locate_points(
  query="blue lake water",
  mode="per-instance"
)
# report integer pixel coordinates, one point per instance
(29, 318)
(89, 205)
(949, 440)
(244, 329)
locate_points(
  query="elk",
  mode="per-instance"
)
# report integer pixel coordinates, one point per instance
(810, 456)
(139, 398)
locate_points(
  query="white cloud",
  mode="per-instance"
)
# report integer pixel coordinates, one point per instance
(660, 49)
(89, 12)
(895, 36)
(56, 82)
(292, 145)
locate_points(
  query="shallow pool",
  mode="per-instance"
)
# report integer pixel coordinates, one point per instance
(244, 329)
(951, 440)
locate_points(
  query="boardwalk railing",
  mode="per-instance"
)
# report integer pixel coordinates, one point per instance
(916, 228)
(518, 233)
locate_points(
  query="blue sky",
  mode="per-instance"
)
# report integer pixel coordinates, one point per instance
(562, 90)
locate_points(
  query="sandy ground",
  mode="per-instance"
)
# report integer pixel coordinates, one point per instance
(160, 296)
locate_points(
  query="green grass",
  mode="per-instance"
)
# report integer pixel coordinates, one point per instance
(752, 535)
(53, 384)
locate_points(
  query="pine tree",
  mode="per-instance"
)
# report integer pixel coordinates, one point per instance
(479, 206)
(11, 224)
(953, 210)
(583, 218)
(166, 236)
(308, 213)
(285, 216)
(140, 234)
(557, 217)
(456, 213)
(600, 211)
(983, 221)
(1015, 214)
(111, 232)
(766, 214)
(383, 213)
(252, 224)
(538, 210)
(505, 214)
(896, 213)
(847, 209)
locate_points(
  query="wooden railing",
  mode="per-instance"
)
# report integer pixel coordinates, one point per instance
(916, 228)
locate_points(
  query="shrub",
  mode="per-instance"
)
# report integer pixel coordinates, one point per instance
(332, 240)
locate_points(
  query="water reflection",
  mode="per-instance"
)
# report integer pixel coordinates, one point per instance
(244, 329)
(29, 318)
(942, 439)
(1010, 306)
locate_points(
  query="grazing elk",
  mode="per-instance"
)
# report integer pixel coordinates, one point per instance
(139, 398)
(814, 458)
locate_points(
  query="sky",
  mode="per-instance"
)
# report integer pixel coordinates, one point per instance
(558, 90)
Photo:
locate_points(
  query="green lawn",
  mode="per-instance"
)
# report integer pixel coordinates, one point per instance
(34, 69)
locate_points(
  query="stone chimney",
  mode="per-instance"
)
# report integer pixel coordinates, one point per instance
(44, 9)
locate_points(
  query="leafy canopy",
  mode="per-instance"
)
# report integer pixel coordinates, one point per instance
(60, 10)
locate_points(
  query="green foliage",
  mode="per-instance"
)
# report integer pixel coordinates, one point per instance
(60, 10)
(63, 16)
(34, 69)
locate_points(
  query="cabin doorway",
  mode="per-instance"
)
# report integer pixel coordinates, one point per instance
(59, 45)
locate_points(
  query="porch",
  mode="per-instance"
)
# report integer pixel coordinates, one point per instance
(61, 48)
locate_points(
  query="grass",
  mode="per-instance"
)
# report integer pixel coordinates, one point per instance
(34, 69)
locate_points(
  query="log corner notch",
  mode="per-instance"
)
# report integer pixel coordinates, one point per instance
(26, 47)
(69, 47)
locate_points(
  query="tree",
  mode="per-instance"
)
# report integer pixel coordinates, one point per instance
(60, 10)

**Directions for this task**.
Extract all of the data shown above and repeat it verbatim.

**Problem solution**.
locate_points(
  query="blue lake water",
  mode="per-instance"
)
# report integer pixel coordinates, one point per instance
(29, 318)
(89, 205)
(949, 440)
(244, 329)
locate_points(
  query="elk",
  mode="per-instance"
)
# report integer pixel coordinates, one point per instance
(810, 456)
(139, 398)
locate_points(
  query="white cloud",
  mode="per-instance"
)
# report integer pixel coordinates, one point per instance
(660, 49)
(89, 12)
(895, 36)
(56, 82)
(292, 145)
locate_points(
  query="shallow pool",
  mode="per-instance"
)
# report integer pixel coordinates, one point per instance
(244, 329)
(951, 440)
locate_points(
  query="boardwalk railing",
  mode="per-instance"
)
# report integer pixel coordinates, one point per instance
(916, 228)
(518, 233)
locate_points(
  query="blue sky",
  mode="per-instance"
)
# report integer pixel coordinates, one point per instance
(562, 90)
locate_points(
  query="sandy ground",
  mode="per-instance"
)
# report integer pixel coordinates, one point per instance
(160, 296)
locate_points(
  query="green grass",
  mode="per-instance"
)
# report integer pixel coordinates, one point per instance
(752, 535)
(53, 384)
locate_points(
  query="pine tree",
  mode="per-instance"
)
# report integer pixel coordinates, one point per instance
(479, 206)
(11, 224)
(953, 210)
(583, 218)
(166, 236)
(308, 213)
(285, 216)
(140, 234)
(557, 217)
(456, 213)
(600, 211)
(983, 221)
(1015, 214)
(111, 232)
(766, 214)
(383, 213)
(252, 224)
(538, 210)
(505, 214)
(896, 213)
(847, 209)
locate_points(
  query="wooden railing",
  mode="per-instance"
)
# report integer pixel coordinates, one point per instance
(916, 228)
locate_points(
  query="shrub",
  mode="per-instance"
)
# report integer pixel coordinates, one point per instance
(332, 240)
locate_points(
  query="water reflection",
  mode="per-instance"
)
# report integer pixel coordinates, one point per instance
(244, 329)
(29, 318)
(942, 439)
(1010, 306)
locate_points(
  query="grazing elk",
  mode="per-instance"
)
# report integer pixel coordinates, one point per instance
(139, 398)
(814, 458)
locate_points(
  query="sky",
  mode="per-instance"
)
# report integer pixel coordinates, one point per instance
(558, 90)
Photo:
locate_points(
  query="green lawn",
  mode="per-instance"
)
# report integer pixel coordinates, one point per instance
(34, 69)
locate_points(
  query="stone chimney",
  mode="per-instance"
)
# report integer pixel coordinates, one point per instance
(44, 9)
locate_points(
  query="leafy canopy",
  mode="per-instance"
)
# report integer pixel coordinates, one point per instance
(60, 10)
locate_points(
  query="green foliage",
  mode="per-instance"
)
# report integer pixel coordinates, one point per instance
(60, 10)
(63, 16)
(34, 69)
locate_points(
  query="cabin doorway",
  mode="per-instance"
)
# report integer pixel coordinates, one point per instance
(59, 45)
locate_points(
  query="porch",
  mode="per-instance"
)
# report integer pixel coordinates, one point per instance
(61, 48)
locate_points(
  query="grass",
  mode="per-instance"
)
# report integer pixel coordinates, one point per instance
(34, 69)
locate_points(
  query="log corner notch",
  mode="per-instance"
)
# report integer pixel coordinates, one point per instance
(26, 47)
(69, 47)
locate_points(
  query="tree",
  mode="per-instance"
)
# report integer pixel coordinates, one point per instance
(60, 10)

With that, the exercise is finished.